⟨

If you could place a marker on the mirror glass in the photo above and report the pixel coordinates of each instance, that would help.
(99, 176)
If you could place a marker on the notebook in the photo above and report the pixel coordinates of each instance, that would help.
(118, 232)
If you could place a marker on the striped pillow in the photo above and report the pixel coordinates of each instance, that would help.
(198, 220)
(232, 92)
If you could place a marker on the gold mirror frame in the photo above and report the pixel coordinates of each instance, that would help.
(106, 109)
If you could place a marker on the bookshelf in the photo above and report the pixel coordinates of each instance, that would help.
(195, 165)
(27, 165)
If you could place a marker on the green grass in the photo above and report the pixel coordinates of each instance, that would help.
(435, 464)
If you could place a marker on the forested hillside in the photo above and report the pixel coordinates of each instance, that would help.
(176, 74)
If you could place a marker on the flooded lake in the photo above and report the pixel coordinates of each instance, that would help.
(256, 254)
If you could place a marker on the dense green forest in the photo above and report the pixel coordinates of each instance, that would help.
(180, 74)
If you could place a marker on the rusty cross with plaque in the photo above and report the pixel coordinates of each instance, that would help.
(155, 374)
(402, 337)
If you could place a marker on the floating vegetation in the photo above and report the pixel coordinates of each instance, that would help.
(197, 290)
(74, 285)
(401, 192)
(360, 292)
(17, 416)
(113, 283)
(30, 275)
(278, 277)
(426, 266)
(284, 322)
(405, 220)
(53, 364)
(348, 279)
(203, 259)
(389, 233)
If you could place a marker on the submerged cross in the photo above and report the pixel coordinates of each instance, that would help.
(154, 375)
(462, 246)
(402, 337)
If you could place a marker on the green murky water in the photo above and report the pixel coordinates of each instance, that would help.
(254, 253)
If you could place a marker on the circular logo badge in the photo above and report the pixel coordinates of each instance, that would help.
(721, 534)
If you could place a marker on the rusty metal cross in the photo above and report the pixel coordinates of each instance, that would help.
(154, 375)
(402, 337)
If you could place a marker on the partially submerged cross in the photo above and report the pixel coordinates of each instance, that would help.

⟩

== Exercise description ==
Print every record exactly as it was given.

== Correct response ==
If you could place a marker on the mirror glass in the photo above and report the pixel coordinates of each instance, that would help.
(99, 176)
If you could place a marker on the notebook in the photo above and report the pixel coordinates of each instance, that would help.
(118, 232)
If you could place a marker on the striped pillow in the photo above and report the pixel coordinates of each instance, that would help.
(198, 220)
(232, 92)
If you could place a marker on the gold mirror frame in the photo above and report the pixel coordinates of each instance, that would help.
(106, 109)
If you could place a marker on the bookshelf in the photo above and report the pixel coordinates of each instance, that would help.
(195, 165)
(27, 165)
If you could place a marker on the green grass in the photo above and report the pixel coordinates of each instance, that would help.
(435, 464)
If you could place a marker on the forested hillside in the photo above and report the pixel coordinates of each instance, that would help.
(176, 74)
If you could place a marker on the flooded lake in the photo above and report the pixel coordinates of each instance, that would help.
(256, 254)
If you could place a marker on the dense green forest in the photo above and report the pixel coordinates of each instance, that would help.
(180, 74)
If you could place a marker on the rusty cross with plaque in the photo above and report the pixel coordinates of each instance, that would help.
(155, 374)
(402, 337)
If you could place a marker on the floating vegetation in the photo above and report the pixel coordinates of each instance, that would help.
(197, 290)
(74, 285)
(401, 192)
(360, 292)
(17, 416)
(113, 283)
(30, 275)
(278, 277)
(426, 266)
(284, 322)
(405, 220)
(53, 364)
(348, 279)
(203, 259)
(389, 233)
If you could place a marker on the submerged cross in the photo above and report the pixel coordinates of each instance, that would help.
(154, 375)
(462, 246)
(402, 337)
If you could place a marker on the green murky water in the photo above and report the pixel coordinates of each instance, that would help.
(254, 253)
If you could place a marker on the circular logo badge in the photo above and report the pixel coordinates of each instance, that would help.
(721, 534)
If you could place a marker on the rusty metal cross in the photo above and report the pixel coordinates of each instance, that would help.
(154, 375)
(402, 337)
If you could place a marker on the partially submerged cross in the photo above and report the pixel coordinates of each instance, that would help.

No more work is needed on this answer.